TEXT FOR ANALYSIS below:

The standard for analyzing a motion for summary judgment shifts slightly if, as here, a defendant raises qualified immunity as a defense in a lawsuit brought under 42 U.S.C. § 1983. Qualified immunity bars Section 1983 suits against defendants in their individual — but not official — capacities. See, e.g., Kentucky v. Graham, 473 U.S. 159, 167 (1985) (citations omitted). The qualified immunity defense was created to shield public officials "from undue interference with their duties and from potentially disabling threats of liability." Harlow v. Fitzgerald, 457 U.S. 800, 806 (1982). It provides immunity from suit and not merely from liability. See Mitchell v. Forsyth, 472 U.S. 511, 526 (1985). It therefore spares defendants the burden of going forward with trial. See Wilson v. Meeks, 52 F.3d 1547, 1552 (10th Cir. 1995), abrogated on other grounds, Saucier v. Katz, 533 U.S. 194 (2001).

Once a moving party raises the defense of qualified immunity, the nonmoving party must (1) assert facts which, if true, would constitute a violation of a constitutional right, and (2) demonstrate that the "right was clearly established at the time such that a reasonable person in the [movant's] position would have known that [the] conduct violated the right." Garramone v. Romo, 94 F.3d 1446, 1449 (10th Cir. 1996) (citations omitted); see also, e.g., Saucier v. Katz, 533 U.S. 194, 201-02 (2001). The first part of this inquiry requires a court to determine whether the parties' submissions, viewed in the light most favorable to the plaintiff, could show the officers' conduct violated a constitutional right. Cf. id. at 201. The second part of the inquiry requires a court to "assess[] the objective legal reasonableness of the action at the time of the alleged violation and ask[] whether `the right was sufficiently clear that a reasonable officer would understand that what he [or she was] doing violates that right.'" See Medina v. Cram, 252 F.3d 1124, 1128 (10th Cir. 2001) (quotation omitted); Anderson v. Creighton, 483 U.S. 635, 639 (1987) (citations omitted).

End of TEXT FOR ANALYSIS.
DATA LISTING below:

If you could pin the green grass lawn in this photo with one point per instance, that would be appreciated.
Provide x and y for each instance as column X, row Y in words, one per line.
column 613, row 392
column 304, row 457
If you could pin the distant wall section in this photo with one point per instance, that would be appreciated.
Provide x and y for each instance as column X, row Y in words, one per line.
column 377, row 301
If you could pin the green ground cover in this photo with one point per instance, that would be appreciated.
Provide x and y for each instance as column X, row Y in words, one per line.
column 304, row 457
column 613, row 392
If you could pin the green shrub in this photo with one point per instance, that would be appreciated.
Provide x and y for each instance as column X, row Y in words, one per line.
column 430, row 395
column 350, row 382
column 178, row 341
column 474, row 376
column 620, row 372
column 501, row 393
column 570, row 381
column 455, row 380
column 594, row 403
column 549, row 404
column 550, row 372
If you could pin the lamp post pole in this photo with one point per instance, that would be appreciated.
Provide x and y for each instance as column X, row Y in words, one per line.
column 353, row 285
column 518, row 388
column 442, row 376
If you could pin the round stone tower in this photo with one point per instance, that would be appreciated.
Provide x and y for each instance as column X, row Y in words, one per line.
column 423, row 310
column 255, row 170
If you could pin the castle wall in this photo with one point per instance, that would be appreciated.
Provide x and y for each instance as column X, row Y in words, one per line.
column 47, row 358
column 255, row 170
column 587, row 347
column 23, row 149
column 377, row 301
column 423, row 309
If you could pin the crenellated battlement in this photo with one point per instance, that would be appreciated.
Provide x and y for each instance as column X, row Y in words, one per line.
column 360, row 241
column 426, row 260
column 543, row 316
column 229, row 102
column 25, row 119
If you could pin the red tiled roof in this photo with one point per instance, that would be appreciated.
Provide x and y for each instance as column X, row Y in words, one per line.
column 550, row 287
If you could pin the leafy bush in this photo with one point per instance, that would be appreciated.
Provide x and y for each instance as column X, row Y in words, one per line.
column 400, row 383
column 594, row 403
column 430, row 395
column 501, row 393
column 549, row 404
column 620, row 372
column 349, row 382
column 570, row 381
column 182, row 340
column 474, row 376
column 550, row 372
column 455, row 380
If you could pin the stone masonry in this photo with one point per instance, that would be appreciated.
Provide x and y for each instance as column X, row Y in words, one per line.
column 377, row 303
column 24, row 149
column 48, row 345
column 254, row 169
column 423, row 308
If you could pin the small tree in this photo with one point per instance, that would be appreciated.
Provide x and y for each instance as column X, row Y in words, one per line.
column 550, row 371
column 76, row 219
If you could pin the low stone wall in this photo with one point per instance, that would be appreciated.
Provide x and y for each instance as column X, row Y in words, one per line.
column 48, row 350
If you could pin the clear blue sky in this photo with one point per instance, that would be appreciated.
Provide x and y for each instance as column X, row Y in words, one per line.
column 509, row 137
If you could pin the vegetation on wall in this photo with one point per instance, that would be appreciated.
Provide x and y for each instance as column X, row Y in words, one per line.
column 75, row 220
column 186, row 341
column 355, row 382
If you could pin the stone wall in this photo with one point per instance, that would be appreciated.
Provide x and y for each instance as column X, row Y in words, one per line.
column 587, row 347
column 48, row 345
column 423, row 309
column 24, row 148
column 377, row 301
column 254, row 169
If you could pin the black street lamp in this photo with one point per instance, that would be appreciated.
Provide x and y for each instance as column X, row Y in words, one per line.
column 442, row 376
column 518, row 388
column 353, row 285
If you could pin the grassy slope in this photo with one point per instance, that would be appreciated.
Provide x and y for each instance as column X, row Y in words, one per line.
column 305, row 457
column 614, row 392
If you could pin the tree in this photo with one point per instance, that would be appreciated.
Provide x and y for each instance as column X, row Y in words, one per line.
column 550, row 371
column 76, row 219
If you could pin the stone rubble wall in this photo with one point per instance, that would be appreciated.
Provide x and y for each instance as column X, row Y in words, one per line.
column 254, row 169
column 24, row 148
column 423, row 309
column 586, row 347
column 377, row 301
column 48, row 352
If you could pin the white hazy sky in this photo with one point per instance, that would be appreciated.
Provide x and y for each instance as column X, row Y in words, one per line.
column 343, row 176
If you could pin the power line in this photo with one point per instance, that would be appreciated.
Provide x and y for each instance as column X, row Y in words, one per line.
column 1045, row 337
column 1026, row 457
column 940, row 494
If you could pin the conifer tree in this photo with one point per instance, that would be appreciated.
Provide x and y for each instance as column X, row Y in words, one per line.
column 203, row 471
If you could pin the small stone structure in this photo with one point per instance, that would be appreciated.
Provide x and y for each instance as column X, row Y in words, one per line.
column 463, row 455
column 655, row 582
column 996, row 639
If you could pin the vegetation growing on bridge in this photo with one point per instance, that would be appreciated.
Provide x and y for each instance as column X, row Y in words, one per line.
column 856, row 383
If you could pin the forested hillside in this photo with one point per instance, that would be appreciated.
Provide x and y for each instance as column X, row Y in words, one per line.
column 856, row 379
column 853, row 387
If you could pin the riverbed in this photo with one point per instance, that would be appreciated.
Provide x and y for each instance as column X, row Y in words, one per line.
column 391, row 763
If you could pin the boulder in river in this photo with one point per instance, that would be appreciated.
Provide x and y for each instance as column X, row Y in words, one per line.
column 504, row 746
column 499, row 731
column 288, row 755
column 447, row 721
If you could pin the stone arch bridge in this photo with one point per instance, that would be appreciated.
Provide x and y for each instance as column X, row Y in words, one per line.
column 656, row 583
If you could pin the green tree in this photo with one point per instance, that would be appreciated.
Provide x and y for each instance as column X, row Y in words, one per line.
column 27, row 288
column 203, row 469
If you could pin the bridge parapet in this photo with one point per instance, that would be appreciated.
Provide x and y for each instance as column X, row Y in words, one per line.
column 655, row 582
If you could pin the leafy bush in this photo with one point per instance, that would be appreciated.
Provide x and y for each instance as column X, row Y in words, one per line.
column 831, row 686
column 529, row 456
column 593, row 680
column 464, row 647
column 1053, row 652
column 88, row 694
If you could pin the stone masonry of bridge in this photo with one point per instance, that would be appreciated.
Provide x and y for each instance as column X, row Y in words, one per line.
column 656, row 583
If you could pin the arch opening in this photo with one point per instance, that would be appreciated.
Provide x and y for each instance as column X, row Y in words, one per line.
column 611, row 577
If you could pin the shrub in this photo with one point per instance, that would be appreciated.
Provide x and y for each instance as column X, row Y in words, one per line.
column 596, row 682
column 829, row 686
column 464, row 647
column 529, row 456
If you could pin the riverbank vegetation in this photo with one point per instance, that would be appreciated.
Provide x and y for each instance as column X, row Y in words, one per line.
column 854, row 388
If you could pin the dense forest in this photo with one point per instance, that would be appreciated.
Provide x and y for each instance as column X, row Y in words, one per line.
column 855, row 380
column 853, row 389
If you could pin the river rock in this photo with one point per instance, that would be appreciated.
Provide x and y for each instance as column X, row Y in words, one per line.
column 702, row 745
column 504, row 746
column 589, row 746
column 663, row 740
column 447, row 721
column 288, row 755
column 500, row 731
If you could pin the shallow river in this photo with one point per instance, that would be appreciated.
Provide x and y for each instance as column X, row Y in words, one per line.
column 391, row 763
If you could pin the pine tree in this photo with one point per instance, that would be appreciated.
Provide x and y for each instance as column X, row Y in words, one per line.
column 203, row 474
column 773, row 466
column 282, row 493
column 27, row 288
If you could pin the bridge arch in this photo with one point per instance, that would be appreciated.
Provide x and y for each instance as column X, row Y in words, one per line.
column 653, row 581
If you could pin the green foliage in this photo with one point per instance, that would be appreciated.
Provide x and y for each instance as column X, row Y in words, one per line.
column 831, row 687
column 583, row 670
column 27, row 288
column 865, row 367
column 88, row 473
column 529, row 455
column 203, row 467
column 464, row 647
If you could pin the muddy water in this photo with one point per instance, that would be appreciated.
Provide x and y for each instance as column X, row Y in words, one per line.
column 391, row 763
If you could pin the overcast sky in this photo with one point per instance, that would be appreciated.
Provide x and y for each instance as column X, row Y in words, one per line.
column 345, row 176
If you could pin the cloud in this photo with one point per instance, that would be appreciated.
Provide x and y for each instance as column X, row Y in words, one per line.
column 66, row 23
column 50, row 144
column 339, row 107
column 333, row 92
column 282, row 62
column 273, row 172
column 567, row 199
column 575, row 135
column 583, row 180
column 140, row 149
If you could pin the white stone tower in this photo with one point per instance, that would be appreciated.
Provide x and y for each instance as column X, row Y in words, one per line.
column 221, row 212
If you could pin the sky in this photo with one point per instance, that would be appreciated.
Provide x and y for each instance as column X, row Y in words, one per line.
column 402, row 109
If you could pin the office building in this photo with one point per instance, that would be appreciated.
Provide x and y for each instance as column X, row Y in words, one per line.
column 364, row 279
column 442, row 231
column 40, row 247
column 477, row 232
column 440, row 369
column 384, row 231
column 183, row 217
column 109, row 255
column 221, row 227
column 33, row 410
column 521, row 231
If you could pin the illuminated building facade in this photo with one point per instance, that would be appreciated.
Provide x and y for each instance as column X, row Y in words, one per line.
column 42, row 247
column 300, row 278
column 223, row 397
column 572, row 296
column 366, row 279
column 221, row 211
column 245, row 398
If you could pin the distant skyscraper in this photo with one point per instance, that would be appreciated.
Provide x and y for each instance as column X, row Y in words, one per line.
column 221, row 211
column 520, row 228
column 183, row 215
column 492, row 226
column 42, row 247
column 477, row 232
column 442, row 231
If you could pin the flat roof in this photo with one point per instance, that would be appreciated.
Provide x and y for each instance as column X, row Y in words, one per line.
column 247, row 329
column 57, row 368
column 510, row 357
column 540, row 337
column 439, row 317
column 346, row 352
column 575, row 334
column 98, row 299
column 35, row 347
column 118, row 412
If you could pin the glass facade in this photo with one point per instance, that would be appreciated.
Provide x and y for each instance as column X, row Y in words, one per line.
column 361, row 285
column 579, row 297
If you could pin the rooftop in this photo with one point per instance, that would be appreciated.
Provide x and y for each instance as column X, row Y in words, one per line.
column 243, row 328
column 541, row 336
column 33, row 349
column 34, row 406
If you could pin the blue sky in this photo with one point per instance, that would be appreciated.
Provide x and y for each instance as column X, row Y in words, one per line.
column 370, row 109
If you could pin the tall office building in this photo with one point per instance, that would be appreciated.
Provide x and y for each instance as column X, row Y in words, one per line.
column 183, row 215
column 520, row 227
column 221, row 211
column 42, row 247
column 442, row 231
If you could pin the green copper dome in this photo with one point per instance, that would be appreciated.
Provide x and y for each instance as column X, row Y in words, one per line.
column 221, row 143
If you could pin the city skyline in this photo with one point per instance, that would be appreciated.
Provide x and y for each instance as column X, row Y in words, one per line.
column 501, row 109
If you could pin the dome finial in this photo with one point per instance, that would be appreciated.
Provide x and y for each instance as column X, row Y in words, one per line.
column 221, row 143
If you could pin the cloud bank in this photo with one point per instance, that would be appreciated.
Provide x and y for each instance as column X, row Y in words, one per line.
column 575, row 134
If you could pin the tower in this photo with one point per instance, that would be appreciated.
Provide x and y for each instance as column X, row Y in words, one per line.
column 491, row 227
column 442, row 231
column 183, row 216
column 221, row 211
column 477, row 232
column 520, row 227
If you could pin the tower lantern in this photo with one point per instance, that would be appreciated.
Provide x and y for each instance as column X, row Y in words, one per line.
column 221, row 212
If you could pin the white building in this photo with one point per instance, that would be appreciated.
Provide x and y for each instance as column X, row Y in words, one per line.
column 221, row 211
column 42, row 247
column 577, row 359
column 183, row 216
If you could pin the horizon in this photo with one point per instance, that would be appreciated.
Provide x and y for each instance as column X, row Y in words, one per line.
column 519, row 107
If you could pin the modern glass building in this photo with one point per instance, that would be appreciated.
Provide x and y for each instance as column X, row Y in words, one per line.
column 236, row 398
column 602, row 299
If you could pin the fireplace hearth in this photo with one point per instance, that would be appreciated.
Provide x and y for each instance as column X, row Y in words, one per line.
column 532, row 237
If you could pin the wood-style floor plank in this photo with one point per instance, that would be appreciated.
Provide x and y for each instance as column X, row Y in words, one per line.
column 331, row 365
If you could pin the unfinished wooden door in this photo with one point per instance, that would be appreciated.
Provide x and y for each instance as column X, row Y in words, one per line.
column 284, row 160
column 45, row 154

End of DATA LISTING.

• **WHAT YOU SHOULD DO**: In the qualified immunity text, Section 1983 suits against defendants in which capacity are barred by qualified immunity?

• **RESPONSE**: Qualified immunity bars Section 1983 suits against defendants in their individual capacities, but not in their official capacities.